◆ **Page excerpt**
Noah and Saskia is an innovative series mixing animation and visual effects with actors in a story about two teenagers from opposite sides of the world who find each other on the internet and change each other’s lives – without ever meeting in real life.

Australian Saskia (Hannah Greenwood) goes into an internet chat room seeking revenge on Max Hammer (Cameron Nugent) who stole her music to use on his website. But when they meet online, as their avatars, they quickly become good friends. Saskia’s online alter ego, Indy, is everything Saskia isn’t – cool, gorgeous and carefree. And Saskia thinks that if Max found out who she really is, the most fantastic friendship of her life would be all over in an instant. What Saskia doesn’t know is that Max is really a 14-year-old geeky Londoner named Noah (Jack Blumenau), who transforms each night into ‘Max Hammer’ the hero in Noah’s online comic. Noah knows that if Indy ever learned the truth about him, she would run screaming.

◆ **Directives**
A: Repeat the passage in the series description word for word, starting at "Australian Saskia (Hannah" and ending at "would run screaming.".
B: State how many lines of the entries contain the word "door", giving only the number.

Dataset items

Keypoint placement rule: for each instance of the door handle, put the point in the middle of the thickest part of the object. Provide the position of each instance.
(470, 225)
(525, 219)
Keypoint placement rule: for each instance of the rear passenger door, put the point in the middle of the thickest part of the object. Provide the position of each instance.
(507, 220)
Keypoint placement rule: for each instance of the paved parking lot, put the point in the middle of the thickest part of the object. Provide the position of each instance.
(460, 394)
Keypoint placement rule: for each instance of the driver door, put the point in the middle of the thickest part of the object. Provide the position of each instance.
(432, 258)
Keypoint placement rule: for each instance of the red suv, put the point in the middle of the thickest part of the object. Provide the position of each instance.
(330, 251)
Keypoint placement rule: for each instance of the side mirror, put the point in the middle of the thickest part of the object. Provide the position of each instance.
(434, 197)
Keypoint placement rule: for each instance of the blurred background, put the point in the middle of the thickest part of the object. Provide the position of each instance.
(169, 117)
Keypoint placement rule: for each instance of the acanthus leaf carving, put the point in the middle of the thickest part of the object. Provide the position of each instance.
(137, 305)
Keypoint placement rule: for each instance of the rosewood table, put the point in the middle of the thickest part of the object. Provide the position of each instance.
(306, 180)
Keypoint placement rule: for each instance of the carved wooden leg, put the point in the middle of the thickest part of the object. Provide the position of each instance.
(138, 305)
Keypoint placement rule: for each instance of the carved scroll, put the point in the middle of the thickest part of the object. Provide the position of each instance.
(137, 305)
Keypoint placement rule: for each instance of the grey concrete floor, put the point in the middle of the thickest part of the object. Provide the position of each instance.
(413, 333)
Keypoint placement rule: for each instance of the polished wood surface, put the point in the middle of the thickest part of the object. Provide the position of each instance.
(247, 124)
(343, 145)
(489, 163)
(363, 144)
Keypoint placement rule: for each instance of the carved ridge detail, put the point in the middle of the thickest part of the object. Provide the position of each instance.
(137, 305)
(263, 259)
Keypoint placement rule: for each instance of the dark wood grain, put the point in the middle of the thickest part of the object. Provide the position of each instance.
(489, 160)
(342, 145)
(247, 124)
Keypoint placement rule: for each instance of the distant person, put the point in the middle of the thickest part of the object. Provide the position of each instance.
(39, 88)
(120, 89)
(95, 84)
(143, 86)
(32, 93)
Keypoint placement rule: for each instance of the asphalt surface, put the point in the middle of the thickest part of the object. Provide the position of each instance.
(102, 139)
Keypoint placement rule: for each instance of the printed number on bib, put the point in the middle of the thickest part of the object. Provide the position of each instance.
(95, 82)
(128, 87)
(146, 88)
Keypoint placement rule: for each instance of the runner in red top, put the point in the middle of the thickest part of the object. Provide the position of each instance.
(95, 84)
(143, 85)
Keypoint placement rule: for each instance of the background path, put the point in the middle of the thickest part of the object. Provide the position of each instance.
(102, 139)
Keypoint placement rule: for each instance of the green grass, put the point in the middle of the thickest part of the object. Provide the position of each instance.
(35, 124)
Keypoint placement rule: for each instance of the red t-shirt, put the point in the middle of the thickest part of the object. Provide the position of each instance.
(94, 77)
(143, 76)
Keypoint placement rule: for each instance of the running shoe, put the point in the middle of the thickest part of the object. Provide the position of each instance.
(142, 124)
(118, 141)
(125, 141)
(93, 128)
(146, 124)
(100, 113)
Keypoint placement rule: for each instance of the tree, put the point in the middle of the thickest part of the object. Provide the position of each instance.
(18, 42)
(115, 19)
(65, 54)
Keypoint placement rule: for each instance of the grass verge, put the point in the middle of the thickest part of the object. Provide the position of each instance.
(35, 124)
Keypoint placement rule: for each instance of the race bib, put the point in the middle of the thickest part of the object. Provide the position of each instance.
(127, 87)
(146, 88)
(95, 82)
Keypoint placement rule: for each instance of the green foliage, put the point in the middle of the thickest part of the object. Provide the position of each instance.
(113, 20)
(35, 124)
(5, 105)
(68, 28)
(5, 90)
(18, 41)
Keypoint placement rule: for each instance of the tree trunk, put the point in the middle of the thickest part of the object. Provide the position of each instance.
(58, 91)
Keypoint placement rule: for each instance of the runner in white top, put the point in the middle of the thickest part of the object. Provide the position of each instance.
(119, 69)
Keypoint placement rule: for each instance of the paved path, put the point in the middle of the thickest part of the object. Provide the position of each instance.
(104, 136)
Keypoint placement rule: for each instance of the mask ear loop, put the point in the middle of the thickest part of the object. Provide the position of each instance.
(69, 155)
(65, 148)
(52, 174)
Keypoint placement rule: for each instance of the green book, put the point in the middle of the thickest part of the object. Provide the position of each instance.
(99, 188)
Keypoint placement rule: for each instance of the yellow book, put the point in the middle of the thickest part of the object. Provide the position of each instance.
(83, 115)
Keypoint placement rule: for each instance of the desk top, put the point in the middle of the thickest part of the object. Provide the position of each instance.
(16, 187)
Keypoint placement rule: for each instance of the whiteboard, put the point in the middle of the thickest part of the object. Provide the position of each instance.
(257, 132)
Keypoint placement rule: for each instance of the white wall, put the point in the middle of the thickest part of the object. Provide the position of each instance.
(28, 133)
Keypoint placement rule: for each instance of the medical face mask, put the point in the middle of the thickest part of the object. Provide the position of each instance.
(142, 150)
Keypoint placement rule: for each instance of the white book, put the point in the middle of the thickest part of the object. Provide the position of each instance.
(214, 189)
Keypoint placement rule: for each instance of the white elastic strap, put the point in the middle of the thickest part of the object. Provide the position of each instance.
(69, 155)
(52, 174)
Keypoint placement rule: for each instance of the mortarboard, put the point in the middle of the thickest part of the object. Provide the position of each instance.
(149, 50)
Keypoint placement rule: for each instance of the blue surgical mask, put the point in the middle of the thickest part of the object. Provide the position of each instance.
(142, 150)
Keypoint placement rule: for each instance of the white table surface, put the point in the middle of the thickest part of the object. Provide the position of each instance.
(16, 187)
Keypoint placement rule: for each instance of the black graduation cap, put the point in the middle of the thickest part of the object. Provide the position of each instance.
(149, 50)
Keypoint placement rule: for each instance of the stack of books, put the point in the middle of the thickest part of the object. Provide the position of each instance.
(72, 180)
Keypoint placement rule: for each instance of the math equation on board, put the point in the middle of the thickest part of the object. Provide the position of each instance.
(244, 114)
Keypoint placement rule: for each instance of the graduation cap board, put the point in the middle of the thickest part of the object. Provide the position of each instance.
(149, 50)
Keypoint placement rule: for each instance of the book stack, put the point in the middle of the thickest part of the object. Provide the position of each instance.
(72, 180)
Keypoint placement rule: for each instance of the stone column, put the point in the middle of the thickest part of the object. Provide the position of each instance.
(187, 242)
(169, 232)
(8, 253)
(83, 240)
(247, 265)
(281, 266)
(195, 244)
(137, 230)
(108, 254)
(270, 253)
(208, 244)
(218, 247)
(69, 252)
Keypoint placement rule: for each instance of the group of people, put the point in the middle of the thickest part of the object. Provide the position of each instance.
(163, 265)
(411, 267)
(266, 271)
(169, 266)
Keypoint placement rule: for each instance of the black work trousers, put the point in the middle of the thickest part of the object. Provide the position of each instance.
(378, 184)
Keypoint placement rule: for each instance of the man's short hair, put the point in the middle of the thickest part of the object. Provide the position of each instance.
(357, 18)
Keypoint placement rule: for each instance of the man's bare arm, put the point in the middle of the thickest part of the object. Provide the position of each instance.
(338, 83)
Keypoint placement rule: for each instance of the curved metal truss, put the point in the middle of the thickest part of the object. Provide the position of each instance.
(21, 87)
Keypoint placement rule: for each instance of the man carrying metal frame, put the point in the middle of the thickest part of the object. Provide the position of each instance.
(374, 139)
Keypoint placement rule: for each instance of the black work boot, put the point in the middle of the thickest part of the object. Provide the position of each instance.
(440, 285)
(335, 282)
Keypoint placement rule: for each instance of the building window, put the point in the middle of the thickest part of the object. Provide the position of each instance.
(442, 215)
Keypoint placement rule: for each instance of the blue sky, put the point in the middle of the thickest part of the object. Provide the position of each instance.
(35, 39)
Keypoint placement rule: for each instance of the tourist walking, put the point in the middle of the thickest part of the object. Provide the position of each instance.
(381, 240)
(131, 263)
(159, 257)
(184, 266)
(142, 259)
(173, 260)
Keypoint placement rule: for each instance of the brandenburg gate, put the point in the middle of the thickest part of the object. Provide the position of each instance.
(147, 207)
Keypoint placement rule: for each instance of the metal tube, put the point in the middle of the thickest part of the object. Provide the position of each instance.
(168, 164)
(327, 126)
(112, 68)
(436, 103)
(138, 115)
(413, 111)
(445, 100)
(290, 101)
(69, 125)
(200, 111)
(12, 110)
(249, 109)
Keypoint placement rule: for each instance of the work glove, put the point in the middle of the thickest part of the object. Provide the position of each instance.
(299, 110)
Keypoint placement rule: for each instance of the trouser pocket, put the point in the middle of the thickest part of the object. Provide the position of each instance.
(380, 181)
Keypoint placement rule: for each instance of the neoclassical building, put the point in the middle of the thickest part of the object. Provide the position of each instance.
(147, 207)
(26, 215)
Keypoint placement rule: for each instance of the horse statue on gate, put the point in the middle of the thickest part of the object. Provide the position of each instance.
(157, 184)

◆ **Exercise solutions**
A:
Australian Saskia (Hannah Greenwood) goes into an internet chat room seeking revenge on Max Hammer (Cameron Nugent) who stole her music to use on his website. But when they meet online, as their avatars, they quickly become good friends. Saskia’s online alter ego, Indy, is everything Saskia isn’t – cool, gorgeous and carefree. And Saskia thinks that if Max found out who she really is, the most fantastic friendship of her life would be all over in an instant. What Saskia doesn’t know is that Max is really a 14-year-old geeky Londoner named Noah (Jack Blumenau), who transforms each night into ‘Max Hammer’ the hero in Noah’s online comic. Noah knows that if Indy ever learned the truth about him, she would run screaming.

B: 3